| CHALLENGES |
1 - In the OpenMPI thread, which login shell does the poster's site use?
2 - List every variable name that follows a -x flag in the mpiexec command quoted in the OpenMPI thread.
3 - Translate this sentence from the OpenMPI thread into Spanish: "You see that we also explicitly order OpenMPI to export environment variables PATH and LD_LIBRARY_PATH."

| READING TEXT |

* * * * * * *

Hi Jeff again!
>> (update) it works with "truly" OpenMPI, but it works *not* with SUN
>> Cluster Tools 8.0 (which is also an OpenMPI). So, it seems be an SUN
>> problem and not general problem of openMPI. Sorry for false relating
>> the problem.
>
> Ah, gotcha. I guess my Sun colleagues on this list will need to address
> that. ;-)
I hope!
>> The only trouble we have now are the error messages like
>>
>> --------------------------------------------------------------------------
>>
>> Sorry! You were supposed to get help about:
>> no hca params found
>> from the file:
>> help-mpi-btl-openib.txt
>> But I couldn't find any file matching that name. Sorry!
>> --------------------------------------------------------------------------
>>
>>
>> (the job still runs without problems! :o)
>>
>> if running openmpi from new location, and the old location being
>> removed. (if the old location being also persistense there is no
>> error, so it seems to be an attempt to access to an file on old path).
>
> Doh; that's weird.
>
>> Maybe we have to explicitly pass the OPAL_PREFIX environment variable
>> to all processes?
>
> Hmm. I don't need to do this in my 1.2.7 installation. I do something
> like this (I assume you're using rsh/ssh as a launcher?):
We use zsh as login shell, ssh as communication protocol and an wrapper
to mpiexec which produces an command somewhat like
/opt/MPI/openmpi-1.2.7/linux64/intel/bin/mpiexec -x LD_LIBRARY_PATH -x
PATH -x MPI_NAME --hostfile /tmp/pk224850/26654_at_linuxhtc01/hostfile3564
-n 2 MPI_FastTest.exe
(hostfiles are generated temporarely by our wrapper due of load
balancing, and /opt/MPI/openmpi-1.2.7/linux64/intel/ is the path to our
local installation of OpenMPI... )
You see that we also explicitly order OpenMPI to export environment
variables PATH and LD_LIBRARY_PATH.

* * * * * * *

| ENTRIES SUPPLIED |
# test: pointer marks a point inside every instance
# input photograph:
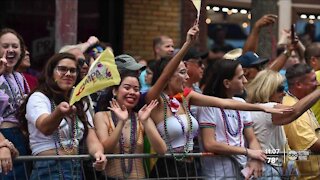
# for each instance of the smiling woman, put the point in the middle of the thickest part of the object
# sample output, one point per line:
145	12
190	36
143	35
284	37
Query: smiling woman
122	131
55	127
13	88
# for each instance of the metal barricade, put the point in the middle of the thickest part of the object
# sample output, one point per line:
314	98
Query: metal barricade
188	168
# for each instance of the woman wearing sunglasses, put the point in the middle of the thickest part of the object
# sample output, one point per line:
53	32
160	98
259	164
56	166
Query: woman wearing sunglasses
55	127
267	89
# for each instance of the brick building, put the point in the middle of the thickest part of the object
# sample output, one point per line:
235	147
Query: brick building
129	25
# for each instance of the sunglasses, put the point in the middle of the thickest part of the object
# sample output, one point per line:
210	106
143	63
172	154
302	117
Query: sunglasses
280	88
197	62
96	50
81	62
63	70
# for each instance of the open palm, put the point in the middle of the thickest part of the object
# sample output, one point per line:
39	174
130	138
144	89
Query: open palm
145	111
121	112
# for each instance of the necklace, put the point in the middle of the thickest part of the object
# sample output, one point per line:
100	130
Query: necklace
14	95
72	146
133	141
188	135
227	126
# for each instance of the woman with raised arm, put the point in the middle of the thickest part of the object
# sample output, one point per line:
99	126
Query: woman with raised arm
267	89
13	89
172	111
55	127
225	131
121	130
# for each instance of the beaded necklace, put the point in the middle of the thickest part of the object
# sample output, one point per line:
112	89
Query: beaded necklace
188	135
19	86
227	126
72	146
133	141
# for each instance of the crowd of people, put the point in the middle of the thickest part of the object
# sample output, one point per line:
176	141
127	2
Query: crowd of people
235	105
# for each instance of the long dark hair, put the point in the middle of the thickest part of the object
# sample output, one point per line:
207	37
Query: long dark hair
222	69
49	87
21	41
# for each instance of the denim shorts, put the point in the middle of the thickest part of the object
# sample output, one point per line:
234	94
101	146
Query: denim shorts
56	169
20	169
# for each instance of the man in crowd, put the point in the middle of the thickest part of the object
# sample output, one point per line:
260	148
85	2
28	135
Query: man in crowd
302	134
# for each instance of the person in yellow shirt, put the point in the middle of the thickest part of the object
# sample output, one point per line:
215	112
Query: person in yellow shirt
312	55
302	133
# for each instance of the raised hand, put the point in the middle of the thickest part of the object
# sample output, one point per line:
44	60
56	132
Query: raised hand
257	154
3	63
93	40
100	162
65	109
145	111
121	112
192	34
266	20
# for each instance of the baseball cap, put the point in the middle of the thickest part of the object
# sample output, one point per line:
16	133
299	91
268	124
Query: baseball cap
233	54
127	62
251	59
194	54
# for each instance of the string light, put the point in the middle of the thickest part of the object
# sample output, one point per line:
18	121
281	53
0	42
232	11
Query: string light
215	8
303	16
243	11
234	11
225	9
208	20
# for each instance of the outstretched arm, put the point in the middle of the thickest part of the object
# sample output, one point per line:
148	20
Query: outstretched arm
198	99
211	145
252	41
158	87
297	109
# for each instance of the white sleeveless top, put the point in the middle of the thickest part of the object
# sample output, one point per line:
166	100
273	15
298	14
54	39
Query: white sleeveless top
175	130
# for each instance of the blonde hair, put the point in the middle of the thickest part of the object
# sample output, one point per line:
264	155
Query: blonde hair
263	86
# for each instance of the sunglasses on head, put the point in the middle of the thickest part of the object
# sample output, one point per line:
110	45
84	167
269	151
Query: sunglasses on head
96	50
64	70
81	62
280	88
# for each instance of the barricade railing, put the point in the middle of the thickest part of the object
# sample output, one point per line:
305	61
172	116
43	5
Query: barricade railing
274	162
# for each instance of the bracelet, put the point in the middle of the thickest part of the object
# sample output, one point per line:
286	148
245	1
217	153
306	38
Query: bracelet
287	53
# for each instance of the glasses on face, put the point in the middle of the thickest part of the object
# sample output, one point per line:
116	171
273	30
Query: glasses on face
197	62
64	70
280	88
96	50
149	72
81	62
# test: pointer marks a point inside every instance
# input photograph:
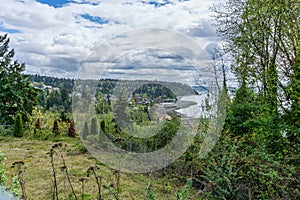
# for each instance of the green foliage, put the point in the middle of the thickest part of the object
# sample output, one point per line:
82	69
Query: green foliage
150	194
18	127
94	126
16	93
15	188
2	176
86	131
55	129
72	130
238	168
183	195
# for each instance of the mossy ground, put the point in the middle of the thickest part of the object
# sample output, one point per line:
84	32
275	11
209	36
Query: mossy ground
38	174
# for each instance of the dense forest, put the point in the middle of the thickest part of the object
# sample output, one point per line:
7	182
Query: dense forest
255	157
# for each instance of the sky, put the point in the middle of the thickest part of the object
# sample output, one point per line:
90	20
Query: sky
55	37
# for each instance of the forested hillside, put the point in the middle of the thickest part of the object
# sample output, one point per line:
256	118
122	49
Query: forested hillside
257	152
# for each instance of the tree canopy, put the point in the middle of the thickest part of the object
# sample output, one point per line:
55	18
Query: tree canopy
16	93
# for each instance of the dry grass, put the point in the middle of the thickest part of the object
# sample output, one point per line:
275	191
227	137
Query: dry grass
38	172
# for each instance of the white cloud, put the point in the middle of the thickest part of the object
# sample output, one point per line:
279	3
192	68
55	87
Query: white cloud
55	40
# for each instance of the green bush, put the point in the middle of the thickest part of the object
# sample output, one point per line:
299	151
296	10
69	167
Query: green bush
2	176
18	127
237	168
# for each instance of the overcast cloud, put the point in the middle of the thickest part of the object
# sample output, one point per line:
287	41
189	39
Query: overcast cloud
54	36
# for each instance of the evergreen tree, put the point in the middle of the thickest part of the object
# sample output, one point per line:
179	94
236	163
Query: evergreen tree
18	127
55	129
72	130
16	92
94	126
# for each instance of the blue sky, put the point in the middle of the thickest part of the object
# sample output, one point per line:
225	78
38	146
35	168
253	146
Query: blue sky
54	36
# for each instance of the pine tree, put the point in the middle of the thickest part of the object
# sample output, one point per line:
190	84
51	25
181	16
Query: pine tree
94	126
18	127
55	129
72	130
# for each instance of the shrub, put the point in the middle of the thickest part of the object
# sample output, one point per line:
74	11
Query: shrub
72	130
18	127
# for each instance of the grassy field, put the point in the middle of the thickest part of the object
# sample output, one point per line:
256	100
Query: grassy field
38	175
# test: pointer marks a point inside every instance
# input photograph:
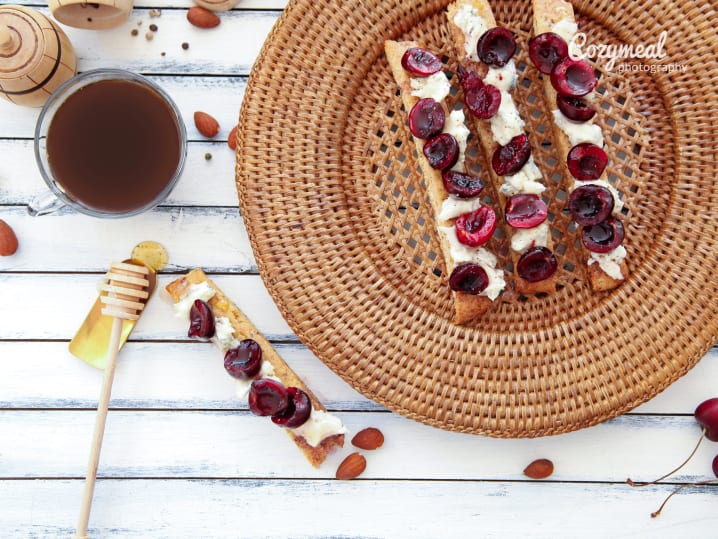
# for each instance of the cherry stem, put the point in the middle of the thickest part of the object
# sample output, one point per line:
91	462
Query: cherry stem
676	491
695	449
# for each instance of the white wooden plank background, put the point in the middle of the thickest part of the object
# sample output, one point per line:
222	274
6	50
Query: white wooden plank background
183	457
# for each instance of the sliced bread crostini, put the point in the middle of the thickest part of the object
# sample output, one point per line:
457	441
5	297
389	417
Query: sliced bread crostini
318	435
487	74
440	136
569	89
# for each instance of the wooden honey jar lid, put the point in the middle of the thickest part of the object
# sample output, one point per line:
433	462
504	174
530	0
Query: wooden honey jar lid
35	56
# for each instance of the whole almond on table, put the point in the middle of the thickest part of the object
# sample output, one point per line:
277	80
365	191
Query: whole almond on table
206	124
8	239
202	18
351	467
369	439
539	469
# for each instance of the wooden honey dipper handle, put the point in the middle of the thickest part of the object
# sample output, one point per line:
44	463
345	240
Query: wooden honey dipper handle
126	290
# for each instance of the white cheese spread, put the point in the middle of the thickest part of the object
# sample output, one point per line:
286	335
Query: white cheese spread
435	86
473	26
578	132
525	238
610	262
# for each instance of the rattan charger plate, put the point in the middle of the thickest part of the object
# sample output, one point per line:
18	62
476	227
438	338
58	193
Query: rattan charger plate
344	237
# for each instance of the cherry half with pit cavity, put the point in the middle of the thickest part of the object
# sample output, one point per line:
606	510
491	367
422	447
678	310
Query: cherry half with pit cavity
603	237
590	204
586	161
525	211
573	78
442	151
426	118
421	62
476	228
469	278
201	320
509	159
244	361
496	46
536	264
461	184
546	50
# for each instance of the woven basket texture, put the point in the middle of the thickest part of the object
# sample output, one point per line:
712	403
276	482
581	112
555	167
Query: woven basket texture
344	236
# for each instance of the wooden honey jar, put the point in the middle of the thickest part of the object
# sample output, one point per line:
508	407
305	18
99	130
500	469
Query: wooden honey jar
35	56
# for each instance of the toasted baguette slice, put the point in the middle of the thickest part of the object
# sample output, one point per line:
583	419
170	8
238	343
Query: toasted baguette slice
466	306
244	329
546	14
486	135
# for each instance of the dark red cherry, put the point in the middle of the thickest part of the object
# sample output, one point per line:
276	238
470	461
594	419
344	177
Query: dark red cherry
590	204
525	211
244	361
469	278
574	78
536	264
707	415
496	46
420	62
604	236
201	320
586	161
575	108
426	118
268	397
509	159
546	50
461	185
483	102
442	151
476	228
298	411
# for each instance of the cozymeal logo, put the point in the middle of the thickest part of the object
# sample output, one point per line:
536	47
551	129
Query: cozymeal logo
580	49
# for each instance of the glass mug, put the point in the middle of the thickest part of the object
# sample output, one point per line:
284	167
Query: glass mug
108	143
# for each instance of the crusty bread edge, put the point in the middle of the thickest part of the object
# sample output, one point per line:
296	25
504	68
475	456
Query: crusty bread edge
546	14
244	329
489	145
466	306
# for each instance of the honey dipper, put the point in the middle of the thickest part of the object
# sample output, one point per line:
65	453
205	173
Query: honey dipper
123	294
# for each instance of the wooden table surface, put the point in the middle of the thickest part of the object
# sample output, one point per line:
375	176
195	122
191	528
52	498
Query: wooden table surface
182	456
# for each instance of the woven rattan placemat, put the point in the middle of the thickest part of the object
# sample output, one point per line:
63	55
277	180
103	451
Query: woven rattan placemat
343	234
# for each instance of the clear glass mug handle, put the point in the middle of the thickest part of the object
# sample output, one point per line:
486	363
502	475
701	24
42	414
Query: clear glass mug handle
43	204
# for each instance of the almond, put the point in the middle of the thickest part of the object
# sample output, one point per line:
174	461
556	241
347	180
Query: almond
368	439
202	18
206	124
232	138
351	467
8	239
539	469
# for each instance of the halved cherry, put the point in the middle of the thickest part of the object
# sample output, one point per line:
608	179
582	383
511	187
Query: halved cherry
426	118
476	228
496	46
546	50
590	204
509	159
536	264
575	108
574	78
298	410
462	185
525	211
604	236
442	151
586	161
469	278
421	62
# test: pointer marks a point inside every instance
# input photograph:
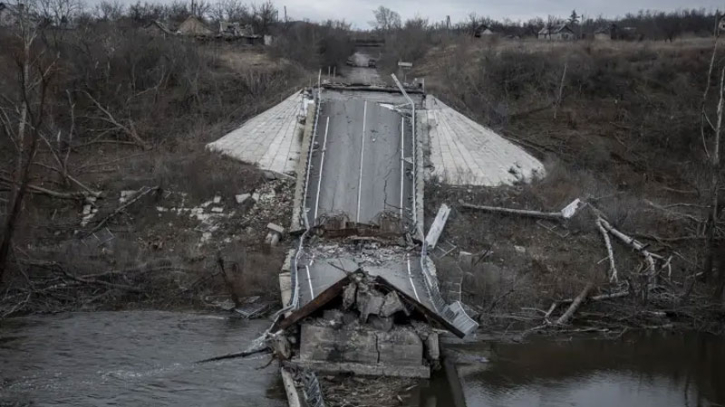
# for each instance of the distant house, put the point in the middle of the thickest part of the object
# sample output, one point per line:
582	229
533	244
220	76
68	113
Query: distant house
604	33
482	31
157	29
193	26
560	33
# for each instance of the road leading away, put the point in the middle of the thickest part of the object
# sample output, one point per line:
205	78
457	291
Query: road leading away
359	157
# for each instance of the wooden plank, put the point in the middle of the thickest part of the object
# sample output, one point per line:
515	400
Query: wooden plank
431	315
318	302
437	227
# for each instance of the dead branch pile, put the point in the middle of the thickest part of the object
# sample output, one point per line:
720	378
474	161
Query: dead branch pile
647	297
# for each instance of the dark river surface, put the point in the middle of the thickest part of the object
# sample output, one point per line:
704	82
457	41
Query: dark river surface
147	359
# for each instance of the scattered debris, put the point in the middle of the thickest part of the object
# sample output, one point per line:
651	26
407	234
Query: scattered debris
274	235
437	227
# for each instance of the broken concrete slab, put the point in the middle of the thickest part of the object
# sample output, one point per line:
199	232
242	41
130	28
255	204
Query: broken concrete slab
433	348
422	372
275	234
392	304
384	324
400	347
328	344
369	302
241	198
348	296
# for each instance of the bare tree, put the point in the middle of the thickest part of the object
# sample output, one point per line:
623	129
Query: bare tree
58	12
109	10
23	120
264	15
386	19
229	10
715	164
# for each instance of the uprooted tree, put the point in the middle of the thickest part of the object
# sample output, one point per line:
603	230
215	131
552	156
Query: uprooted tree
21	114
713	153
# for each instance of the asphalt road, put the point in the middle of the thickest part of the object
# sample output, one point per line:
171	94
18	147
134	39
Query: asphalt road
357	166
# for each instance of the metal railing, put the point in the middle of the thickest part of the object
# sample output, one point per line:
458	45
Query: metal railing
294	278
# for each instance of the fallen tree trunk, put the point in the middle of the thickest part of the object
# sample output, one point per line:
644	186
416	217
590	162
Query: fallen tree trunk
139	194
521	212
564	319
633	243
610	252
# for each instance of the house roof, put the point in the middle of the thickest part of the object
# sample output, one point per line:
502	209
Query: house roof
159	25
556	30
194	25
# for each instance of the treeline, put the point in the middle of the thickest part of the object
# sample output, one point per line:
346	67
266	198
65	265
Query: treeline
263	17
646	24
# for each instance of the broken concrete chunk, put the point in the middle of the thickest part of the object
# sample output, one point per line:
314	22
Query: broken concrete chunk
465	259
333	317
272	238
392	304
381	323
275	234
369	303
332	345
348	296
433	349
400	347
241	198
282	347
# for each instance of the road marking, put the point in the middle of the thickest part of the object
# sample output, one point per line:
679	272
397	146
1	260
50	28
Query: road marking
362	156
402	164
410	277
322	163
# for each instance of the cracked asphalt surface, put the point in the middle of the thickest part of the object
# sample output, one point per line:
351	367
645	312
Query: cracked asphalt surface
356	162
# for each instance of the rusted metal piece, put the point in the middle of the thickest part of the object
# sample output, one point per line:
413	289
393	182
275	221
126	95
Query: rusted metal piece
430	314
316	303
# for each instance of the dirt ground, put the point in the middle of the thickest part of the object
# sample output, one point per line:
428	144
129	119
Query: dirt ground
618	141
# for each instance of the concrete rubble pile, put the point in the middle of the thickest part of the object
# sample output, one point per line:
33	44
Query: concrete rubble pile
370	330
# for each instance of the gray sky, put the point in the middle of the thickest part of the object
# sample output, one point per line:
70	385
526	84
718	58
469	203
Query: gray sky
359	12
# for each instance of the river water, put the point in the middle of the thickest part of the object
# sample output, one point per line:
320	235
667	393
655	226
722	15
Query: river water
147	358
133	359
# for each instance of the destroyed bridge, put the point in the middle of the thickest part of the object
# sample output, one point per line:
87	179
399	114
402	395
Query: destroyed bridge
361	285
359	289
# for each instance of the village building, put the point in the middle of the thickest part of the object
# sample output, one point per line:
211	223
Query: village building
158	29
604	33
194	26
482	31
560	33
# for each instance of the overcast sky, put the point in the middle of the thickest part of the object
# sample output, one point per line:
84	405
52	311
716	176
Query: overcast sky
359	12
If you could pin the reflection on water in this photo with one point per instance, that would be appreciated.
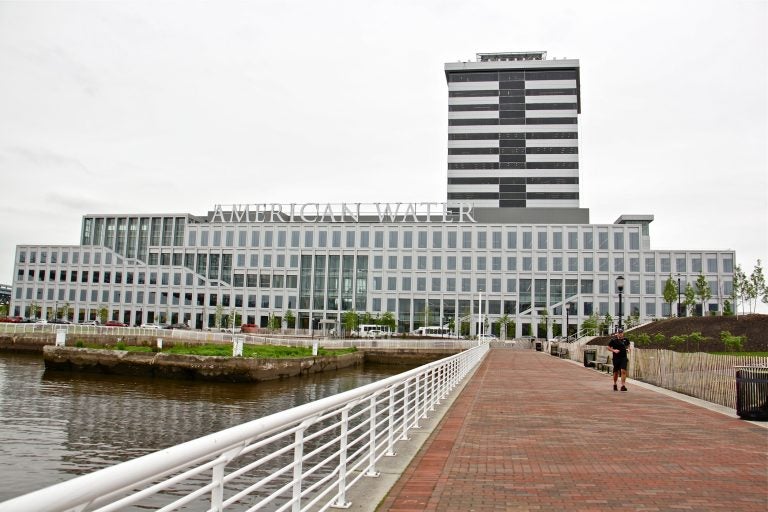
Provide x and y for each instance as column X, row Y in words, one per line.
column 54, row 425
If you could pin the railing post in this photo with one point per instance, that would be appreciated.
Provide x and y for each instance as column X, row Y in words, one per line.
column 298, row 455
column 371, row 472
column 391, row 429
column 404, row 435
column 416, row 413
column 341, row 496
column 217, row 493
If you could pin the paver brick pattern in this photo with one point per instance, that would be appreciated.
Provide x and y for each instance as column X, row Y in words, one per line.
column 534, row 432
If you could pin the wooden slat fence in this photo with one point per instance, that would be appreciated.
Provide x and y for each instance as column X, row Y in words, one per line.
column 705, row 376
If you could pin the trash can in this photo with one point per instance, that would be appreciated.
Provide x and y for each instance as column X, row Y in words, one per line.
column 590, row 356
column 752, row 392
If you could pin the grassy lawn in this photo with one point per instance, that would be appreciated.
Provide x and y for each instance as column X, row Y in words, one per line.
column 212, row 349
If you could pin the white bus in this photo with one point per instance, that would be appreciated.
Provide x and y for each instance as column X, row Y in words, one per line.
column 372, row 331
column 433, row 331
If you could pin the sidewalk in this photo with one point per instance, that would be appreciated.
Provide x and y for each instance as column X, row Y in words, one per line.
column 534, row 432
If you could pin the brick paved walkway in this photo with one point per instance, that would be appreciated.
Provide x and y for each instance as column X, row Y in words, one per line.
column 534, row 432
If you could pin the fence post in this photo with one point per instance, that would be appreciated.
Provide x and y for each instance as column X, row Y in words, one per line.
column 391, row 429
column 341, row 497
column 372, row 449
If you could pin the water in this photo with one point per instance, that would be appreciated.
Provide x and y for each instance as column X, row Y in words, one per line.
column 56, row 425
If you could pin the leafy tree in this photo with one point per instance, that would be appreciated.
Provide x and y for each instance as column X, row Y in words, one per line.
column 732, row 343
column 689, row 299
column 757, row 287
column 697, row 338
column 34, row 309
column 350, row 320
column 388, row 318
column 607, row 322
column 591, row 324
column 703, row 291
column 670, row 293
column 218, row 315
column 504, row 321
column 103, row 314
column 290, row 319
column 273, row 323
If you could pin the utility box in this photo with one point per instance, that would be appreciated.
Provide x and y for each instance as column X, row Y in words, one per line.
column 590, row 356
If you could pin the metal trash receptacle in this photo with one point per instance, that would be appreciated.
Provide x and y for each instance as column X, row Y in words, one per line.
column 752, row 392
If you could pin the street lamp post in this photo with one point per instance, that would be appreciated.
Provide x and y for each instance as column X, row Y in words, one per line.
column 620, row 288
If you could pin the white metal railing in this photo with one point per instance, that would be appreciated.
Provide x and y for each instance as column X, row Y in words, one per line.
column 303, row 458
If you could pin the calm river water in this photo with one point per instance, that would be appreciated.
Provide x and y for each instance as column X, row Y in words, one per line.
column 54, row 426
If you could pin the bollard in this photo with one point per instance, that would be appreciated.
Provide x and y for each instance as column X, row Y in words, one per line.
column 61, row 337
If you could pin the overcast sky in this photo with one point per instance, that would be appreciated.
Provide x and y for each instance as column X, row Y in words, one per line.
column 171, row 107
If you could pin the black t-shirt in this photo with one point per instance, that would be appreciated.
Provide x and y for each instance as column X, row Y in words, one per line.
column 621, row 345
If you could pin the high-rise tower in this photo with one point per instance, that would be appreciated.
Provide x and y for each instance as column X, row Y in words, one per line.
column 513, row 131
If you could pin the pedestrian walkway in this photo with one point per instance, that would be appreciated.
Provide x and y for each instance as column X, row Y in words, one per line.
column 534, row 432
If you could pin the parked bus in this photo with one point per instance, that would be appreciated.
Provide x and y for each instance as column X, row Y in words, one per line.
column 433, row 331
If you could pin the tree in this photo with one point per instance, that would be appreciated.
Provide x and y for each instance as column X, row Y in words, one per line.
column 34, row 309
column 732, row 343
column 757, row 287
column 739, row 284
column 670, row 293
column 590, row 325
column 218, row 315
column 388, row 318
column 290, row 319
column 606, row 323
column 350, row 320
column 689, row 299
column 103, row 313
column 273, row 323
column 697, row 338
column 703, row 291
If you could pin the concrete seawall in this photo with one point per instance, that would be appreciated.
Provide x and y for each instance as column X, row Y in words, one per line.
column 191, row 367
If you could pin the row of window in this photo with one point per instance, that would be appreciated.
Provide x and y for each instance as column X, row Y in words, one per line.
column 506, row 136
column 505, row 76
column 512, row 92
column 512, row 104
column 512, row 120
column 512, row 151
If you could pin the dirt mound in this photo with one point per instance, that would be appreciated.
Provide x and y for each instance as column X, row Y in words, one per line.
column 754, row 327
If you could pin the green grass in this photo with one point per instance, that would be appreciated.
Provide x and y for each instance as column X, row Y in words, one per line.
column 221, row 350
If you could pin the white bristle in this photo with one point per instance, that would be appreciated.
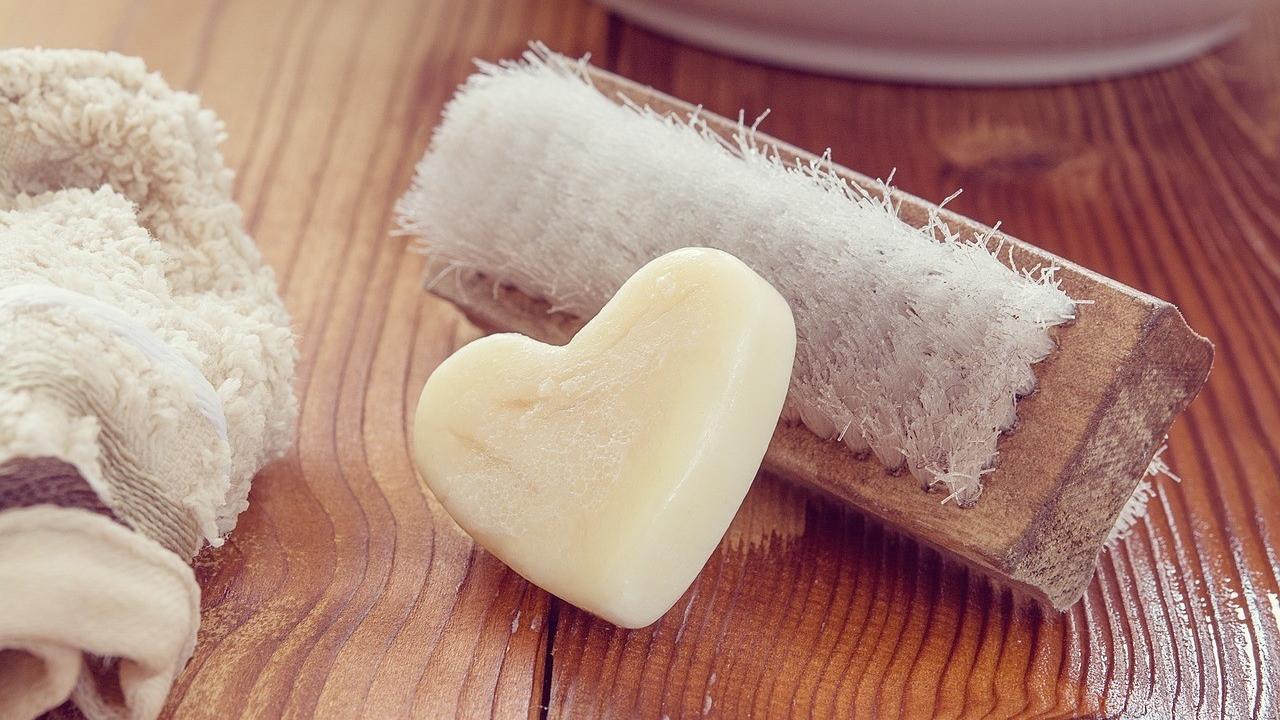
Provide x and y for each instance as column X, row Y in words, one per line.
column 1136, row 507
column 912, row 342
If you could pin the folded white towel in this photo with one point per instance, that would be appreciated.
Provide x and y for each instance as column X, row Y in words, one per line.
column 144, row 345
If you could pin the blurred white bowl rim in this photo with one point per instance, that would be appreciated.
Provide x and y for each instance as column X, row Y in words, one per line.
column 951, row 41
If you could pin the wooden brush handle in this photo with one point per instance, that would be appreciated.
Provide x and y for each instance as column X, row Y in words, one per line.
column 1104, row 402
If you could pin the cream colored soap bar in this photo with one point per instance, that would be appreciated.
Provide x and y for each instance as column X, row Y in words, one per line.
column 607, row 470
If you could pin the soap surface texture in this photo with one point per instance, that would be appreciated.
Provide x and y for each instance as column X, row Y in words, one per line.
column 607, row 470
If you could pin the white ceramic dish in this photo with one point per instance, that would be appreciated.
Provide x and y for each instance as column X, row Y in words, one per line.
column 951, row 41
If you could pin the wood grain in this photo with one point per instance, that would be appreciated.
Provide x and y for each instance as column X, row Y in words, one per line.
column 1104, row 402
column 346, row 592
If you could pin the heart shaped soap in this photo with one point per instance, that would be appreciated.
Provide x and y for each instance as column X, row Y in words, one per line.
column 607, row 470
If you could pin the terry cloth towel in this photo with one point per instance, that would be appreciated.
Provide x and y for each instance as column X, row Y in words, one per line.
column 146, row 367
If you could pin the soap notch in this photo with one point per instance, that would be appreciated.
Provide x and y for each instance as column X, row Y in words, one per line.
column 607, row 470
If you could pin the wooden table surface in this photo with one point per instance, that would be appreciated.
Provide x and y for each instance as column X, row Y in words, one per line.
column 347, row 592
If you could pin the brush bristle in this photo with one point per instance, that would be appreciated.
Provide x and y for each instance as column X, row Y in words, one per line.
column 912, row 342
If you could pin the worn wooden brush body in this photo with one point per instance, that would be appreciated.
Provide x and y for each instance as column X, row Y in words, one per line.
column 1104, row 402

* * * * * * *

| ANSWER SET |
1 - zsh

2 - LD_LIBRARY_PATH, PATH, MPI_NAME

3 - Ves que también le ordenamos explícitamente a OpenMPI que exporte las variables de entorno PATH y LD_LIBRARY_PATH.